TASK GOAL>
The lines to extract begin at the one containing "ridge, that would be a great help." and run to the end of the listing; set them down exactly and alone.

GIVEN RECORDS>
***

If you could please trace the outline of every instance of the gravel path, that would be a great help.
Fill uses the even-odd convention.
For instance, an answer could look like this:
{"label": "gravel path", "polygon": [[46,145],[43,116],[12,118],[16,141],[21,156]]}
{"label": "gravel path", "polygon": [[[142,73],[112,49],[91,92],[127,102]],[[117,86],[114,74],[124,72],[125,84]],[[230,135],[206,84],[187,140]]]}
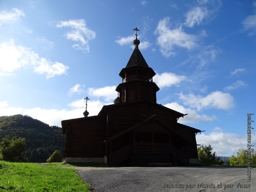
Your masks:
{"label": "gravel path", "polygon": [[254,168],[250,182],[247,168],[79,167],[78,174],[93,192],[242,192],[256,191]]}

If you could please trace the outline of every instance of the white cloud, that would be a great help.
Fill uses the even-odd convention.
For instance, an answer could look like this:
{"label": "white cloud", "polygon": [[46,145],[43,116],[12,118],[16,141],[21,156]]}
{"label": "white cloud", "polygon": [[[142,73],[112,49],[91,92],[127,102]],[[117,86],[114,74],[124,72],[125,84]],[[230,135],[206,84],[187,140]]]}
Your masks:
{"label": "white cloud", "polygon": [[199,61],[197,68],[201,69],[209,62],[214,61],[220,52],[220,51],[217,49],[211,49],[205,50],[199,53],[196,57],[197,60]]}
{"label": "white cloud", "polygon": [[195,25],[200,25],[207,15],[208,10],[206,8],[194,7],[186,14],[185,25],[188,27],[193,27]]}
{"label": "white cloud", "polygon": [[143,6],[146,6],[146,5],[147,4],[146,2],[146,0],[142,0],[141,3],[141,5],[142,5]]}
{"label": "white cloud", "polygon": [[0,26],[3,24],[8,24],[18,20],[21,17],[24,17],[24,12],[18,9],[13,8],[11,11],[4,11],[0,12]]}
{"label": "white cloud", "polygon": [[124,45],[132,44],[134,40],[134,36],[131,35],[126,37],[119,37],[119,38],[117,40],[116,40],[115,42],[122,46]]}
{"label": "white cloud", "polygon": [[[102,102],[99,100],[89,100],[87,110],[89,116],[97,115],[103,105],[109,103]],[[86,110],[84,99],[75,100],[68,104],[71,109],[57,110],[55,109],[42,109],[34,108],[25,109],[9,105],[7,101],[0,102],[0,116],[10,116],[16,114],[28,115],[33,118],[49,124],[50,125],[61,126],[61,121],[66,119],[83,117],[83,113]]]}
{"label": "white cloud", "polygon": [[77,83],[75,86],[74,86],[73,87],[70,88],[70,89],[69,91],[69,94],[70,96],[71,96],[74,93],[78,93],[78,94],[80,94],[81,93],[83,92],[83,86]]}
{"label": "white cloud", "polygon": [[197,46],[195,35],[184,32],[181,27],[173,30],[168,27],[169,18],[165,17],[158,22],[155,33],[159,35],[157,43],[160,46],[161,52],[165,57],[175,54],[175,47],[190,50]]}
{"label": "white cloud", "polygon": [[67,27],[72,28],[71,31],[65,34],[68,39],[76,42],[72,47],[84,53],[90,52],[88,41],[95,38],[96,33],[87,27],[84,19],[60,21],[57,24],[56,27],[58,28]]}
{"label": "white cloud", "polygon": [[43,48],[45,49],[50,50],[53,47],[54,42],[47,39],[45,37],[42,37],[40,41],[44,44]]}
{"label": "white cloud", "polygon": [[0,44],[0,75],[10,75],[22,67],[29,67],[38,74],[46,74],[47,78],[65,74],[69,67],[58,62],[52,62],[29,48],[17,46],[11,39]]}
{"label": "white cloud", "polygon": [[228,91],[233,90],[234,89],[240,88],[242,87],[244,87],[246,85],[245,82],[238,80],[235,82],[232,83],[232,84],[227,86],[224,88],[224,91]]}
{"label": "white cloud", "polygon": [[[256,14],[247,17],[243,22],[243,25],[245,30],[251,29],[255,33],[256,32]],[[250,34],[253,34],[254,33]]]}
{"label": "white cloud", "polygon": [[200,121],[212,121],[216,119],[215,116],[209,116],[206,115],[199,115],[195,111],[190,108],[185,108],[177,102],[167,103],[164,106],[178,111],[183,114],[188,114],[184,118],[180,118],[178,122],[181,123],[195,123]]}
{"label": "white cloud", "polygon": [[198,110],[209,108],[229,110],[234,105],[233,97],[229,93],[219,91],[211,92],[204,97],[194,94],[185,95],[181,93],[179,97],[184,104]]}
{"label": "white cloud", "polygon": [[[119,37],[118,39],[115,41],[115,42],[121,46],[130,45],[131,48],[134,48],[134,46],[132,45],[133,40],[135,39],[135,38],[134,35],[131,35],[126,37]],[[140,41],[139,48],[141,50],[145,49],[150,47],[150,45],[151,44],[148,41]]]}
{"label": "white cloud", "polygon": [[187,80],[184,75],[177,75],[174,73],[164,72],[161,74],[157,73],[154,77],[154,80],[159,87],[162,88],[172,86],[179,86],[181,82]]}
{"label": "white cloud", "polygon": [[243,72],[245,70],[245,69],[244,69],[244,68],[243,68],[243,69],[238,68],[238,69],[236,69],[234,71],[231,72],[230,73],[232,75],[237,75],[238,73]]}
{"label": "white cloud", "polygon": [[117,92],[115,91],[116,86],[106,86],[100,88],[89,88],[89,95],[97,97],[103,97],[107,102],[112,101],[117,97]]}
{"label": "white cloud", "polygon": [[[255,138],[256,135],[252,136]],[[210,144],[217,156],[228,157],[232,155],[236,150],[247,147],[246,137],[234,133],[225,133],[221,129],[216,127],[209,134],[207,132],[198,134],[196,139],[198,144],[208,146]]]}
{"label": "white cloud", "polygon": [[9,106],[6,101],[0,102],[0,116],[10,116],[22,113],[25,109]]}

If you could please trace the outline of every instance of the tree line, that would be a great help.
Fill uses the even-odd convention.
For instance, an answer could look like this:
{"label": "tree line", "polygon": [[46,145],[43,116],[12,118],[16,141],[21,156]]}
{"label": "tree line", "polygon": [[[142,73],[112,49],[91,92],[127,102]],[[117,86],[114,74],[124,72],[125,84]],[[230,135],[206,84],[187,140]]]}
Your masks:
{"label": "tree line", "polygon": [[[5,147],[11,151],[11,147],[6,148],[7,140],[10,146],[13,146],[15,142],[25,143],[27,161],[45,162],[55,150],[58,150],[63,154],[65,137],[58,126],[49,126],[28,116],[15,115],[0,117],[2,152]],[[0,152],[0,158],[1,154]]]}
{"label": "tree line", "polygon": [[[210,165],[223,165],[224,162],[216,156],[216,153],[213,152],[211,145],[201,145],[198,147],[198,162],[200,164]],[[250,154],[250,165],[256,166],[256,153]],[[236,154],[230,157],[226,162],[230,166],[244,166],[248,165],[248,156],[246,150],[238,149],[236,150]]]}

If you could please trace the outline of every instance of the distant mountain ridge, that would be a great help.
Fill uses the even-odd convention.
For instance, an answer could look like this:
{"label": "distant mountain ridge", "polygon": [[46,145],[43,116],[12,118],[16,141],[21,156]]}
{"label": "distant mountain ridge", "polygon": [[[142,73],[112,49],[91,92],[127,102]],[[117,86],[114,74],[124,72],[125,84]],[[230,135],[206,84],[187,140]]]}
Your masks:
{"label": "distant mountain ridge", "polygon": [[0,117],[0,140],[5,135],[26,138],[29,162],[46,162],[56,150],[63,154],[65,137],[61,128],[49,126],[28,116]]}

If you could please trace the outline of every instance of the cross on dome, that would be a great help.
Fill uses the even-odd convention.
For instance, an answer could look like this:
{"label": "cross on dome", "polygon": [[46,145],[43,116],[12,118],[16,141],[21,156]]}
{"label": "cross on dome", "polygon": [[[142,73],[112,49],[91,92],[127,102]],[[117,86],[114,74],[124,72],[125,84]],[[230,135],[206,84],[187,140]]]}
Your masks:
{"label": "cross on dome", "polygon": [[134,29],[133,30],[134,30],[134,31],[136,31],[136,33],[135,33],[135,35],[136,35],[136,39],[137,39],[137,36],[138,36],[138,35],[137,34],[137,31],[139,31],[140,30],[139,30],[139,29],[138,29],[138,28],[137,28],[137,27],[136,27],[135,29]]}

***

OUTPUT FOR THIS EXERCISE>
If you could please trace the outline of every instance of the distant mountain ridge, that would be a great help.
Fill uses the even-odd convention.
For instance, an answer could look like this:
{"label": "distant mountain ridge", "polygon": [[46,145],[43,116],[12,118],[16,141],[21,156]]}
{"label": "distant mountain ridge", "polygon": [[[142,73],[112,49],[91,92],[127,102]],[[117,86],[114,74],[124,72],[125,84]],[[230,135],[206,84],[187,140]]]}
Your masks:
{"label": "distant mountain ridge", "polygon": [[0,117],[0,140],[5,135],[26,138],[29,162],[46,162],[56,150],[63,154],[65,137],[61,128],[49,126],[28,116]]}

If you could please trace the outline of every instance of the cross on dome, that would be a great help.
Fill uses the even-odd convention.
For instance, an answer could look like this:
{"label": "cross on dome", "polygon": [[46,145],[43,116],[12,118],[16,141],[21,156]]}
{"label": "cross on dome", "polygon": [[[142,73],[112,49],[91,92],[127,102]],[[117,86],[114,74],[124,72],[125,84]],[[230,135],[206,84],[187,140]]]}
Your masks:
{"label": "cross on dome", "polygon": [[134,29],[133,30],[134,30],[134,31],[136,31],[136,33],[135,33],[135,35],[136,35],[136,39],[137,39],[137,36],[138,36],[138,35],[137,34],[137,31],[139,31],[140,30],[139,30],[139,29],[138,29],[138,28],[137,28],[137,27],[136,27],[135,29]]}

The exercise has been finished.